**Action item:** I need all the entries repeated exactly as written.

**Records drawn from a dataset:**
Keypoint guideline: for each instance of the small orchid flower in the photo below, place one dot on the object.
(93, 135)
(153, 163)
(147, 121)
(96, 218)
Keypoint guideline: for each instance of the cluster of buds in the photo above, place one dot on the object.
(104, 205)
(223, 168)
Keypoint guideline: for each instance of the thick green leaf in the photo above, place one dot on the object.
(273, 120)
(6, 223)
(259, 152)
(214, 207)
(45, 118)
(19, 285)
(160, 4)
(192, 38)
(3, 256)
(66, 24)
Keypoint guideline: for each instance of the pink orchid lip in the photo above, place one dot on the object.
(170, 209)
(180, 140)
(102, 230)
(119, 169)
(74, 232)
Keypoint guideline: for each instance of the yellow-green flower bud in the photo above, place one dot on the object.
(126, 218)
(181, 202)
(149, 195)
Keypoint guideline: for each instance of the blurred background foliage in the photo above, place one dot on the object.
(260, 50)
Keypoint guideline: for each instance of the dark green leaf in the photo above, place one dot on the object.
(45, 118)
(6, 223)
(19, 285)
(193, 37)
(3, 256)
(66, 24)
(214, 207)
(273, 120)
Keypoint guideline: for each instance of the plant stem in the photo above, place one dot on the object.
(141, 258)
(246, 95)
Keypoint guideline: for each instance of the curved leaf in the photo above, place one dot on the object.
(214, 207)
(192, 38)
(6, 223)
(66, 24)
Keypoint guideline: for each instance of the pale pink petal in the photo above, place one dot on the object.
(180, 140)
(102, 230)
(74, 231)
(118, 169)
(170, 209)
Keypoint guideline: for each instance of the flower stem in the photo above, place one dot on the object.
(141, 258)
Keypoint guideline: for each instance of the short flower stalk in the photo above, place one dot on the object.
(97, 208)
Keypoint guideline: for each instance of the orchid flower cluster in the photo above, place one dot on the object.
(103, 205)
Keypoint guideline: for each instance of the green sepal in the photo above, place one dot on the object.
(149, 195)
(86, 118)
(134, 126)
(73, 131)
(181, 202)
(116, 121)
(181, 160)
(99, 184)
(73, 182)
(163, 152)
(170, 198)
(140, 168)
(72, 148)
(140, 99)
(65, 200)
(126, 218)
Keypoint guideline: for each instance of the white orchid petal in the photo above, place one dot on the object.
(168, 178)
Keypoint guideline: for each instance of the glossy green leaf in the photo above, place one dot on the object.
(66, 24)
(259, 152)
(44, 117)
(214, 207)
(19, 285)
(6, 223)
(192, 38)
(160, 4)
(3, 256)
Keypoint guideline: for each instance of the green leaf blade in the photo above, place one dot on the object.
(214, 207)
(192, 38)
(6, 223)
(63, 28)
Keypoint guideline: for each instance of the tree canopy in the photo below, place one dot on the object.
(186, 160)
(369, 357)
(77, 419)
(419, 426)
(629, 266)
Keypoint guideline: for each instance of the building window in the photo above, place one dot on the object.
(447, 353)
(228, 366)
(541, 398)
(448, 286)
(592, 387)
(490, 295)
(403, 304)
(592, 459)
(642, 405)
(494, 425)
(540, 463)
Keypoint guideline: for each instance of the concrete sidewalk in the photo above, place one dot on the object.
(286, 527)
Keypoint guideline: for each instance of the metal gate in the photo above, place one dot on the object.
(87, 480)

**Expected answer:**
Keypoint guideline: for each instance of the small orchid flower in the photo below, place one dot on the object.
(93, 135)
(153, 163)
(147, 121)
(96, 218)
Keypoint guideline: for each instance of the cluster of buds in the photo above, place one dot on the object.
(104, 205)
(223, 168)
Keypoint guideline: for each instance of the thick green leaf in the photo above, place one dot on the object.
(273, 120)
(6, 223)
(259, 152)
(214, 207)
(45, 118)
(19, 285)
(160, 4)
(192, 38)
(3, 256)
(66, 24)
Keypoint guideline: for each instance of the pink orchid lip in the photo above, place one dot on the object.
(170, 209)
(180, 140)
(102, 230)
(119, 169)
(74, 232)
Keypoint guideline: for each instance of the yellow-green flower bud in the photo above, place one dot on the object.
(126, 218)
(181, 202)
(149, 195)
Keypoint guideline: for each instance of the blurred background foliage in the photo above, place one dot on the object.
(260, 50)
Keypoint guideline: for each instance of the dark green leaf in the photo above, place one dot on the object.
(45, 118)
(6, 223)
(19, 285)
(193, 37)
(3, 256)
(66, 24)
(214, 207)
(273, 120)
Keypoint guideline: for each instance of the plant stem in the photo above, place one dot on the object.
(141, 258)
(246, 95)
Keypoint guideline: for each instance of the curved leaf in the photo above, place one dot on the object.
(214, 207)
(192, 38)
(6, 223)
(66, 24)
Keypoint guideline: for each instance of the pale pink petal in the photo above, place one dot on the object.
(180, 140)
(102, 230)
(74, 231)
(118, 169)
(170, 209)
Keypoint guideline: for each instance of the flower stem in the photo above, place one dot on the object.
(141, 258)
Keypoint guideline: for each instance of the short flower stalk in the photo above, place one dot on the object.
(97, 208)
Keypoint guideline: for each instance of the orchid flower cluster in the photo above, place one dot on the object.
(103, 205)
Keypoint guideline: for each instance of the green sepal in the photo above, place one dot on the object.
(149, 195)
(86, 118)
(134, 126)
(73, 131)
(181, 202)
(116, 121)
(181, 160)
(99, 184)
(73, 182)
(163, 152)
(170, 198)
(140, 168)
(72, 148)
(140, 99)
(65, 200)
(126, 218)
Keypoint guideline: for each instance of the white orchid petal in the photo above, place one dot on the object.
(168, 178)
Keypoint guideline: for each instance of the glossy green leaf in the photo above, place one dot on the object.
(66, 24)
(259, 152)
(44, 117)
(214, 207)
(19, 285)
(6, 223)
(192, 38)
(160, 4)
(3, 256)
Keypoint guideline: for each instance of the green leaf blade in the photo above, place one dot on the object.
(214, 207)
(192, 38)
(6, 223)
(63, 28)
Keypoint guideline: for each instance of the tree canopy in the photo below, place one dot on the object.
(186, 160)
(369, 357)
(77, 419)
(419, 426)
(629, 266)
Keypoint guideline: for each instance of the building window in the photo above, place one dot on the object.
(447, 353)
(228, 366)
(541, 398)
(448, 286)
(592, 387)
(490, 295)
(403, 304)
(592, 459)
(642, 405)
(494, 425)
(540, 463)
Keypoint guideline: for each instance of the concrete sidewalk in the photo above, place one dot on the object.
(286, 527)
Keypoint guideline: for each instance of the metal gate in the photo above, place one dot on the object.
(87, 480)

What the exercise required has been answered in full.